* _Task to carry out_
Images excluded, reproduce each line of the records exactly as it stands.

* _Extracted entries_

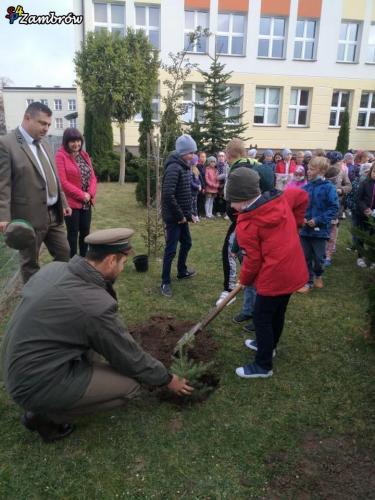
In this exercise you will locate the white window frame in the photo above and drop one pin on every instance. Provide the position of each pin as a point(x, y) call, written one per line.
point(72, 105)
point(338, 109)
point(271, 37)
point(299, 107)
point(371, 45)
point(233, 34)
point(109, 25)
point(194, 47)
point(305, 39)
point(155, 100)
point(59, 121)
point(190, 104)
point(266, 106)
point(147, 28)
point(57, 105)
point(368, 110)
point(348, 42)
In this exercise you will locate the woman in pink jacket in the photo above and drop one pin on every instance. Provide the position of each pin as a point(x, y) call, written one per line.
point(79, 185)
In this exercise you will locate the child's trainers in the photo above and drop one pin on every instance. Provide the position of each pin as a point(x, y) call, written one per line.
point(252, 344)
point(252, 370)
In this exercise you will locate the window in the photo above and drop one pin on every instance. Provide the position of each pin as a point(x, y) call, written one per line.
point(72, 104)
point(230, 36)
point(109, 17)
point(348, 42)
point(370, 57)
point(340, 101)
point(193, 19)
point(272, 37)
point(304, 43)
point(267, 105)
point(298, 107)
point(57, 105)
point(191, 97)
point(147, 18)
point(366, 115)
point(58, 123)
point(155, 104)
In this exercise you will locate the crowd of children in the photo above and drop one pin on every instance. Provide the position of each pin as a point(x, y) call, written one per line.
point(266, 198)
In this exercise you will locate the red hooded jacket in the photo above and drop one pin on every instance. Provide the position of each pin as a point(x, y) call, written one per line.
point(274, 261)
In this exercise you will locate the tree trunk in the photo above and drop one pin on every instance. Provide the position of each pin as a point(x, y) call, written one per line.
point(122, 154)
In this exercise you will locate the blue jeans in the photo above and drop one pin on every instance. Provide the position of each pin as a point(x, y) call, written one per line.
point(175, 233)
point(315, 251)
point(249, 296)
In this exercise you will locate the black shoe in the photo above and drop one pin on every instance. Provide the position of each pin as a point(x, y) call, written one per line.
point(188, 274)
point(48, 430)
point(166, 290)
point(240, 318)
point(249, 328)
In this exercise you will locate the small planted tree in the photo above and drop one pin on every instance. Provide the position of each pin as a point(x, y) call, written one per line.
point(342, 144)
point(117, 73)
point(222, 119)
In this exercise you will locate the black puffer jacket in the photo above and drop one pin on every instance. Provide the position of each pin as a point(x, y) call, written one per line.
point(176, 190)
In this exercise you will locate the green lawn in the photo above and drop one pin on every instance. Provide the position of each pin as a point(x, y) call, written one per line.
point(323, 385)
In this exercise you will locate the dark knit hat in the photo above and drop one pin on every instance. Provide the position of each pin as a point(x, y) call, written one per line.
point(19, 234)
point(242, 185)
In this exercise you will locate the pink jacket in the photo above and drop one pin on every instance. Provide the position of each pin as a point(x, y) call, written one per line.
point(70, 178)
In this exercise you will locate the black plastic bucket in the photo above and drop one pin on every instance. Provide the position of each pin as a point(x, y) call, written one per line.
point(141, 263)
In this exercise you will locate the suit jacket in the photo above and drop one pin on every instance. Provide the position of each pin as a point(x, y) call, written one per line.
point(22, 187)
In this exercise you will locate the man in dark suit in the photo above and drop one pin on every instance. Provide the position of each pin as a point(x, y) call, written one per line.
point(30, 188)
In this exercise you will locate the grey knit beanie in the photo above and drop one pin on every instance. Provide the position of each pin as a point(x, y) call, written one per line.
point(185, 144)
point(242, 184)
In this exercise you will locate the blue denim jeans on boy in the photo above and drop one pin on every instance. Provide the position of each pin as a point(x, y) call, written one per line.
point(175, 233)
point(315, 251)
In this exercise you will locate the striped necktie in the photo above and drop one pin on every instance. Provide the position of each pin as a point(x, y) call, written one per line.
point(47, 168)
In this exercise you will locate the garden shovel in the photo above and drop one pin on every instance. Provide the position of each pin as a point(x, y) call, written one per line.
point(189, 336)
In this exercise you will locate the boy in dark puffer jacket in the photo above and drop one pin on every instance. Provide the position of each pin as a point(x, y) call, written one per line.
point(176, 204)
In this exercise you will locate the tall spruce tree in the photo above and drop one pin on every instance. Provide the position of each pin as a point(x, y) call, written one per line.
point(217, 104)
point(342, 144)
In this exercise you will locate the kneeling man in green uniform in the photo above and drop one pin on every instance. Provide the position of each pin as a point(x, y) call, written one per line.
point(68, 316)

* _Result for this exercise_
In this exercise you will locate the white window frame in the photo above and drop one pin on every instance. Provide the position of each pin as a point(x, y) call, written one per line.
point(72, 105)
point(338, 109)
point(271, 37)
point(299, 107)
point(371, 45)
point(233, 34)
point(109, 25)
point(194, 47)
point(305, 39)
point(155, 100)
point(59, 121)
point(190, 104)
point(266, 106)
point(147, 28)
point(57, 105)
point(368, 110)
point(348, 42)
In this exercise you will locate the woman in pink jacket in the photo above and drop one pin on every instance. Provide the position of each pin as a point(x, y) call, written one per line.
point(79, 185)
In this exercise you will locate the child's trainers in the photo above and drop one pin on every instance. Provide the position of each pin as a point(x, y) call, written one per line.
point(252, 344)
point(252, 370)
In this exercise you will locate the window in the photo above and drop one pin on every instance. Provide the position of each pin as a point(x, y) call, written one per line.
point(72, 104)
point(230, 36)
point(109, 17)
point(348, 42)
point(370, 57)
point(340, 101)
point(193, 19)
point(272, 37)
point(304, 43)
point(267, 105)
point(298, 107)
point(57, 105)
point(191, 97)
point(147, 18)
point(366, 115)
point(58, 123)
point(155, 104)
In this exercise you will locate the crowd of children in the photo above and drop one pin on every instance. Provide the position of each pin as a point(x, y) call, written one per line.
point(266, 198)
In this exercise you will locate the red hooded jacket in the photo above and drop one pin on every instance. Provide the position of each pin as a point(x, y) call, written one per line.
point(274, 261)
In this exercise you will locate the tree trunk in the photo above and drop one pin on every instance. Provide the position of each pin as a point(x, y) call, written one per line.
point(122, 154)
In this exercise you will locate the blue jeans in the photo above and drop one pin on every instance. Provide the position of each pin as a point(x, y) call, written one per line.
point(175, 233)
point(315, 251)
point(249, 296)
In this exercise you will locate the black shoe in the photo above and drop one pin on every instance. Provide the position of each pin as a point(x, y) call, written one per line.
point(188, 274)
point(48, 430)
point(166, 290)
point(240, 318)
point(249, 328)
In this exercise you will locate the small planted tree in the photo above and drop one pin on every instance. Provide the position of each pin as a point(x, y) call, written one per line.
point(342, 144)
point(117, 73)
point(222, 119)
In this exercise you will locate the black puffer jacket in the photo above and drop one pin on every instance. Provide the position of each pin as a point(x, y) call, written one per line.
point(176, 190)
In this exercise you will locate the green lawn in the photo above and drop one pin on every instance. Provide the position of each pin as a point(x, y) call, written one per line.
point(323, 385)
In this exercise you will locate the dark knit hat in the photo above and drop one pin on every instance. Provide the position of each pin as a point(x, y) call, written one per line.
point(19, 234)
point(242, 185)
In this exercise you will locate the pink jacket in the photo above and drop one pin on every instance. Provide the position of each pin as a point(x, y) call, written one per line.
point(70, 178)
In this exercise you will locate the black plastic bucket in the photo above and drop one pin on every instance. Provide the position of each pin as a point(x, y) call, written one per line.
point(141, 263)
In this exercise you will locate the suit jacket in the photo above and drop one pin on every instance. Provide the position of each pin as a point(x, y) call, written one per line.
point(22, 187)
In this exercise you will locate the man in dark suit in the photo above and drop one pin on every instance. Provide the position of each pin as a point(x, y) call, written one per line.
point(30, 188)
In this exercise you will locate the grey knit beanie in the photo above and drop one pin on every instance. Provide the position of each pin as a point(x, y) call, written one per line.
point(185, 144)
point(242, 184)
In this exercise you will locate the blue denim jeans on boy in the photo above and drop one pin on every instance. Provide the position of each pin as a point(x, y) call, written one per line.
point(175, 233)
point(315, 251)
In this exercise you will locate the striped necktie in the photo above and drop one pin on every instance. Provide the position of each pin as a point(x, y) call, written one per line.
point(47, 168)
In this exercise you will locate the garden shovel in the photo above and drop one pin on every instance. Provide the position of each pin as a point(x, y) call, written one per line.
point(189, 336)
In this exercise you will locate the boy in dark puffer jacket in the photo above and drop one pin on every instance. Provide the position of each pin as a point(x, y) call, written one per line.
point(176, 204)
In this exercise you will locate the tall spruce tree in the photo above and drop one pin on every instance. Provide the position of each pin as a point(x, y) call, written one per line.
point(217, 104)
point(342, 144)
In this exercise you will locate the kneeling man in green uniform in the photo above and drop one pin on every instance. Provide the position of each pin as a point(x, y) call, written one per line.
point(68, 316)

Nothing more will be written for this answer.